_Consigne 1_
Lisez l'article sur l'interpellation de Shahin Hazamy et répondez brièvement à ces trois questions :
(a) Quel âge a Shahin Hazamy ?
(b) Combien de personnes le suivent ?
(c) Pour quelle raison le policier lui donne-t-il sa première amende ?
_Consigne 2_
Écrivez la suite de l'article sur l'interpellation de Shahin Hazamy, en reprenant juste après sa dernière phrase.

_Texte fourni_
§

Cergy (95) – « “Si je n’étais pas en uniforme je t’aurais tué fils de pute.” Un policier est-il en droit de dire ça à un citoyen en règle ? », fait mine de s’interroger Shahin Hazamy, 25 ans. Le jeune homme en survêtement, cheveux noirs et bouclés, est en conférence de presse avec son avocat, maître Nabil Boudi, devant l’hôtel de police. Il raconte son histoire devant quelques agents en uniforme et une dizaine de photographes présents. Ce jeudi 15 avril, alors qu’il se rend dans sa famille à Cergy, il est arrêté et brutalement interpellé par une patrouille de police de la BST (Brigade Spécialisée de Terrain) :
« Ils m’ont reconnu au stop et ont fait demi-tour pour me suivre jusque chez moi. »
La vidéo de son interpellation, filmée par des voisins et partagée sur son compte Instagram, a été relayée par des centaines d’internautes. Suivi par plus de 23.000 personnes, Shahin Hazamy est connu comme « ghetto reporter », comme il aime s’appeler. Il informe sur l’actualité des quartiers de France, et s’engage contre les violences policières.
Suivi par plus de 23.000 personnes, Shahin Hazamy est connu comme « ghetto reporter ». / Crédits : Émilie Rappeneau
Ciblé parce qu’il dénonce les violences policières
« Ce sont des violences psychologiques qu’il a subies », poursuit Maître Nabil Boudi. À peine sorti de son véhicule, Shahin Hazamy est verbalisé pour non-port du masque par un policier, « qui lui-même n’en porte pas », insiste le jeune homme. La tension monte lorsque le policier lui colle une deuxième amende pour non-présentation du permis. « Vous ne m’avez pas demandé de le sortir », lui aurait répondu le reporter. Sa petite sœur l’appelle sur son téléphone, il répond, les policiers interprètent le geste comme une provocation. « Je ne me suis pas laissé faire. Je connais la loi et mes droits : les policiers doivent avoir leur numéro RIO, qu’ils ne portaient pas. La confrontation est partie de là. » Shahin est violemment embarqué pour menace, incitation à la rébellion, et actes d’intimidation. Deux charges sur trois ont été abandonnées. « Mais il y a plus grave », insiste Shahin :
« J’ai vécu ce dont beaucoup de banlieusards sont victimes : du contrôle au faciès, des agressions, des humiliations, des actes d’intimidation. »

§

_Documents sources_
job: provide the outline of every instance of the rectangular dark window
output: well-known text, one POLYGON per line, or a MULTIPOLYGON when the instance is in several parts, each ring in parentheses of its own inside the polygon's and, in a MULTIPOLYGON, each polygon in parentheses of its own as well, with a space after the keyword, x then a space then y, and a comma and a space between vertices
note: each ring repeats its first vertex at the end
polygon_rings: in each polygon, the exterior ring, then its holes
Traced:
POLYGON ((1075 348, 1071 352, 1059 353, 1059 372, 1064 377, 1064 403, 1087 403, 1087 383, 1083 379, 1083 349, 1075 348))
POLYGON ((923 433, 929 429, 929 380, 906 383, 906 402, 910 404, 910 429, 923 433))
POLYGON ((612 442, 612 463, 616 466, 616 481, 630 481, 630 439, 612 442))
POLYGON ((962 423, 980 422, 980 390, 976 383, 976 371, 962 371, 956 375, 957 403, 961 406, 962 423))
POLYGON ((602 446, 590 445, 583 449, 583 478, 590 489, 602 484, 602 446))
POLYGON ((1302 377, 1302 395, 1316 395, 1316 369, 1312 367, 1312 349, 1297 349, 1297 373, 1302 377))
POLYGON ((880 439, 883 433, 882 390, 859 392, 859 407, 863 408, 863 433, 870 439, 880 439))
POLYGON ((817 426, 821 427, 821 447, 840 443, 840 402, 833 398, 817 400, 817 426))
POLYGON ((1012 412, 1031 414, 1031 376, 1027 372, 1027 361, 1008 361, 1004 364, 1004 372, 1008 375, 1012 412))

§

_Réponse 1_
(a) Il a 25 ans.
(b) Plus de 23.000 personnes le suivent.
(c) Pour non-port du masque.

_Réponse 2_
Shahin raconte l’actualité des quartiers de France, et n'hésite pas à dénoncer les violences policières. / Crédits : Émilie Rappeneau
Le jeune homme a grandi entre la cité Paganini dans le 20e arrondissement de Paris, et le quartier de Cergy-le-Haut. « Shahin a été agressée et menacée en premier lieu parce qu’il est banlieusard. Parce qu’il est arabe. Parce qu’il est habillé en survêtement », insiste le reporter en parlant de lui à la troisième personne. Il raconte son enfance marquée par une relation tendue avec la police, mais aussi son sentiment d’appartenance, de communauté et de fierté qu’il entretient avec son quartier. Passionné de photographie, il décide de capturer le quotidien de sa cité avec un appareil offert par son cousin :
« À 11 ou 12 ans, j’ai photographié et tout filmé au quartier ! Des fois on me disait “mais gros t’abuses”. Je filmais les émeutes, on me disait “mais non ne filme pas ça”. Mais moi je kiffais ! »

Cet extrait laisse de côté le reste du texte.